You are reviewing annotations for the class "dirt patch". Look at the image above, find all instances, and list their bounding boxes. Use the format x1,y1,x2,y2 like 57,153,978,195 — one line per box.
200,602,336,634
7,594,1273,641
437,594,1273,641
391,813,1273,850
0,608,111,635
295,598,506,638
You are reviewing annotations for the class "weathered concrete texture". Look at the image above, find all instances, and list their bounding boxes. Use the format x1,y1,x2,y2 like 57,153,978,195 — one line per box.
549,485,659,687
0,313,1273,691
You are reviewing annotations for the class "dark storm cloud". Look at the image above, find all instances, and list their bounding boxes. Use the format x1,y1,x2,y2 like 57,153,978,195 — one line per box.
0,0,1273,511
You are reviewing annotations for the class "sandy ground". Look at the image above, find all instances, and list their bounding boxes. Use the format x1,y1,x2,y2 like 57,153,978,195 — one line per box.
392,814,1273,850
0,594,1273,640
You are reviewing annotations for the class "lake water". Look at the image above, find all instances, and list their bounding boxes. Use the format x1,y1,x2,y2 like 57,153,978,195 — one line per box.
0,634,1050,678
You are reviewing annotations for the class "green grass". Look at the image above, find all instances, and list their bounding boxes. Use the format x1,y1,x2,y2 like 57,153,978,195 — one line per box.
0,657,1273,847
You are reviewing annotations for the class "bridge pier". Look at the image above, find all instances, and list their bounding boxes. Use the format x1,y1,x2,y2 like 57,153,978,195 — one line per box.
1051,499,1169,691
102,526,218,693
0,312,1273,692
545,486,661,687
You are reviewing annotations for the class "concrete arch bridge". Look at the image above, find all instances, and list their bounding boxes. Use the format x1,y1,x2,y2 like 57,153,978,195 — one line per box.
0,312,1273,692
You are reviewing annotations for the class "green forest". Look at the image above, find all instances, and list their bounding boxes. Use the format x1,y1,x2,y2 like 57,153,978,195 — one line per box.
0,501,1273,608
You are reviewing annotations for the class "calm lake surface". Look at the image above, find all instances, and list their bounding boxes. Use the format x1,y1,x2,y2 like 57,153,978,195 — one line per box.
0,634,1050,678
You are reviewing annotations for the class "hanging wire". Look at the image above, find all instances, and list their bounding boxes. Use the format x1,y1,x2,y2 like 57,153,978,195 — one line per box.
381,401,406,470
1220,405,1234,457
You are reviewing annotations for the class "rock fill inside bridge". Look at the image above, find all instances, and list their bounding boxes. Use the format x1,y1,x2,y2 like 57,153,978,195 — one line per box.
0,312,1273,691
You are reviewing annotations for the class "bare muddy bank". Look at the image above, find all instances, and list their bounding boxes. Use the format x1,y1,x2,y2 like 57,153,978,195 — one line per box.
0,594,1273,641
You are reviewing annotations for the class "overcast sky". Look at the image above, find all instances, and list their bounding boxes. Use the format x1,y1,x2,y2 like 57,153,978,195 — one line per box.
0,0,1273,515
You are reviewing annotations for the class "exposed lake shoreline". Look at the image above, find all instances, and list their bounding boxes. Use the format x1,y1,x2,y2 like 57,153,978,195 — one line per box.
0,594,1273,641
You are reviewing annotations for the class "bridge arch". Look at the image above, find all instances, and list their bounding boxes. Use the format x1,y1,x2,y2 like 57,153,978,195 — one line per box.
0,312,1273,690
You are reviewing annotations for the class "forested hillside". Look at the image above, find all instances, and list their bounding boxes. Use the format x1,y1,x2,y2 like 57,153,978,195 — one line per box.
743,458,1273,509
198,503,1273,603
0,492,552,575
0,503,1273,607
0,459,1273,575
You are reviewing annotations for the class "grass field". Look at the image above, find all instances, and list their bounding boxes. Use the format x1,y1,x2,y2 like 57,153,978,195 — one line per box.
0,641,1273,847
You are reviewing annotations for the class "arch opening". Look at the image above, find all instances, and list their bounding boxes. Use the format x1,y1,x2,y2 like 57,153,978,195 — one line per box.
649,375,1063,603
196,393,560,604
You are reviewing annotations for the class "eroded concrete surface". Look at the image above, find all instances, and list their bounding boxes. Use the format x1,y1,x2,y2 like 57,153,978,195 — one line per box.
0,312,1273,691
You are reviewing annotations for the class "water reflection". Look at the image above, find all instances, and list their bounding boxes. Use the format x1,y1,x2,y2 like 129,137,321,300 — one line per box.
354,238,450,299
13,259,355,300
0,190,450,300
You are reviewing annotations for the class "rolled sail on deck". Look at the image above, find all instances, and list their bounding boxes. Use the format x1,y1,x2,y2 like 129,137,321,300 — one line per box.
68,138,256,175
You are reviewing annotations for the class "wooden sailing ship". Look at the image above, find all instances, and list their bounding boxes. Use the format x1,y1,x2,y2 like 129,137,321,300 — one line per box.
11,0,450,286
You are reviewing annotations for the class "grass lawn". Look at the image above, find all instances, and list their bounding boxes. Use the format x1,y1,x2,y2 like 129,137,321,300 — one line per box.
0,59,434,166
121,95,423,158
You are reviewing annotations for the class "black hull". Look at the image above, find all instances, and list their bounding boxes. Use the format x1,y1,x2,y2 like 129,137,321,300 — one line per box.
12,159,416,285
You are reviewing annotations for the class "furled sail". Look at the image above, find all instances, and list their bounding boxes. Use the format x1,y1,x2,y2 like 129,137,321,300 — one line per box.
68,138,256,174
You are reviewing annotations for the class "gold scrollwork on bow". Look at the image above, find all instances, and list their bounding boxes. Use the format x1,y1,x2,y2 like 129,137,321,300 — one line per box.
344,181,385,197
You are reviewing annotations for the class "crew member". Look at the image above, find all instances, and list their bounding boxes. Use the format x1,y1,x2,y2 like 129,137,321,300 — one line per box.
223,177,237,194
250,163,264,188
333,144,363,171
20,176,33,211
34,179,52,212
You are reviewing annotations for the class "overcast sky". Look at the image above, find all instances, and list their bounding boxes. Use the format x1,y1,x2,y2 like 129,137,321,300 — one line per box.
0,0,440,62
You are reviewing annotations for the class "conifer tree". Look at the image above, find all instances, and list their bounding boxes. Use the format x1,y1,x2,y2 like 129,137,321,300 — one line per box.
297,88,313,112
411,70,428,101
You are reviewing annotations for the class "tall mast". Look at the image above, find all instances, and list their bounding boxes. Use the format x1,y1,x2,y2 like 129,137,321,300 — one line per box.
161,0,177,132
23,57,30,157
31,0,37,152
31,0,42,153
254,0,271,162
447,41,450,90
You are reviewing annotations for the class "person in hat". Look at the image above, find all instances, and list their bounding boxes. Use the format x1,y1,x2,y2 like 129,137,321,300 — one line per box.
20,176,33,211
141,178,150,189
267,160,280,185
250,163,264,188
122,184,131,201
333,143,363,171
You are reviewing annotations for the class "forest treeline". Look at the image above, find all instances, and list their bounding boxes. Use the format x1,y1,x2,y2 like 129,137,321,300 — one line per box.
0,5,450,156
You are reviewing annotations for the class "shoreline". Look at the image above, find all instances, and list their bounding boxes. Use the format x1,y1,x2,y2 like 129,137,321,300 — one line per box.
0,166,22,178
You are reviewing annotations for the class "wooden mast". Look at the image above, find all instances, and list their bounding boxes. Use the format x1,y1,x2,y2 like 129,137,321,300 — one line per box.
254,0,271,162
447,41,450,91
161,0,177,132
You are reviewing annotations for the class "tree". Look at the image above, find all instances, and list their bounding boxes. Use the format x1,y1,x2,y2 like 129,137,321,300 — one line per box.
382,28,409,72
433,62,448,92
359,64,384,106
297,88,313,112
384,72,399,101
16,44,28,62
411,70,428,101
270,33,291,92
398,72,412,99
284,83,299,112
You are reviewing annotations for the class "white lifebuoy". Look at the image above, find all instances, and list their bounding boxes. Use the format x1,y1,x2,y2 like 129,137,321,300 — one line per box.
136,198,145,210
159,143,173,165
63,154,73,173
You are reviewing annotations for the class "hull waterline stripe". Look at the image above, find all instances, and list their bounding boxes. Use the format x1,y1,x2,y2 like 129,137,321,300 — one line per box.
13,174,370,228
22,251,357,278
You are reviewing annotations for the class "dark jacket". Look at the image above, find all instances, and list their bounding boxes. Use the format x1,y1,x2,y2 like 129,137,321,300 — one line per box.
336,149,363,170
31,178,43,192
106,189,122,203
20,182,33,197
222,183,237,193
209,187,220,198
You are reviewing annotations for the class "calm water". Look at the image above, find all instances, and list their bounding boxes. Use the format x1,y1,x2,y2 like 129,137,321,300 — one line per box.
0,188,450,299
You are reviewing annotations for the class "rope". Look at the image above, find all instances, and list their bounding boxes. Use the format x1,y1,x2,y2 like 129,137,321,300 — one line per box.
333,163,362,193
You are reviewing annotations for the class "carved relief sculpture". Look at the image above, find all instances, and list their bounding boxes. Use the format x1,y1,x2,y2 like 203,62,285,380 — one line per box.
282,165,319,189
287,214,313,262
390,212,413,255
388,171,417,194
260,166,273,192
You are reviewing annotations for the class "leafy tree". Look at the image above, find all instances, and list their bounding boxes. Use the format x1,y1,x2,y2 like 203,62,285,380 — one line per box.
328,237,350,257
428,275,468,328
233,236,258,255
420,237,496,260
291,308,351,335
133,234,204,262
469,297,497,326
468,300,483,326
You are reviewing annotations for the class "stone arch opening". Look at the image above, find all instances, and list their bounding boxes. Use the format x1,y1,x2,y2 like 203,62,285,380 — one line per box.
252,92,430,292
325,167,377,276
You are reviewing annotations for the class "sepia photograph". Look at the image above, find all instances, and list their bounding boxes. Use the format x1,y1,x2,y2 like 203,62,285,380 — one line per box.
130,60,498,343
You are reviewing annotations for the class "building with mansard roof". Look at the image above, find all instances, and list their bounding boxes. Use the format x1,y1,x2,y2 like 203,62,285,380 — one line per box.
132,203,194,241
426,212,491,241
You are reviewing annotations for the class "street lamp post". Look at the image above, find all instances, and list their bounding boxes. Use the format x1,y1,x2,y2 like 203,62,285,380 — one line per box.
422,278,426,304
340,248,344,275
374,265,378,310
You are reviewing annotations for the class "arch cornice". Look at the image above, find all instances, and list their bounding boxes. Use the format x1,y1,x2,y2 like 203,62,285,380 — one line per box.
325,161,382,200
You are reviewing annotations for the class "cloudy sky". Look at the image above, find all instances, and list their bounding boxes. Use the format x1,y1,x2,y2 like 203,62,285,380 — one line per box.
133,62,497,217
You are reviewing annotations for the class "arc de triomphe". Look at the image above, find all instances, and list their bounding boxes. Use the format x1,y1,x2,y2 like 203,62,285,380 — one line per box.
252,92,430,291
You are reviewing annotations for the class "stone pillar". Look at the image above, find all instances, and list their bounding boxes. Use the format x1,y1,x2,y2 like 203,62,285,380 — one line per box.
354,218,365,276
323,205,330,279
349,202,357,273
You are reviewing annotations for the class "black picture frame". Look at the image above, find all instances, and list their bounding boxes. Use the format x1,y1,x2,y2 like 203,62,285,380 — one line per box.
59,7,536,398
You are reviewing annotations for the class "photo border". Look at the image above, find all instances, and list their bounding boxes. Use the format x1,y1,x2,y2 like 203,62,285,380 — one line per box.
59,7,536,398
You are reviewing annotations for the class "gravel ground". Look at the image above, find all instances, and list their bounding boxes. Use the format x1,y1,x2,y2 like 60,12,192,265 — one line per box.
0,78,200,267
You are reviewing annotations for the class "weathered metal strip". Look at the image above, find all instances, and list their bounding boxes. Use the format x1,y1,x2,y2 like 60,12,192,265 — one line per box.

· · · · ·

» To be done
Gather every line of the items above that contains the word "ground", and copy each such line in full.

» Finished exercise
You are reviewing annotations for the class "sandy ground". Look at the image above, find all instances, and list their bounding boxes. Use the format x1,y1,x2,y2 like 57,153,978,195 — one line per box.
You are reviewing annotations for the class "gravel ground". Look at the image above, find all instances, and list their bounding boxes. Use the format x1,y1,x2,y2 like 60,12,192,265 — one line per box.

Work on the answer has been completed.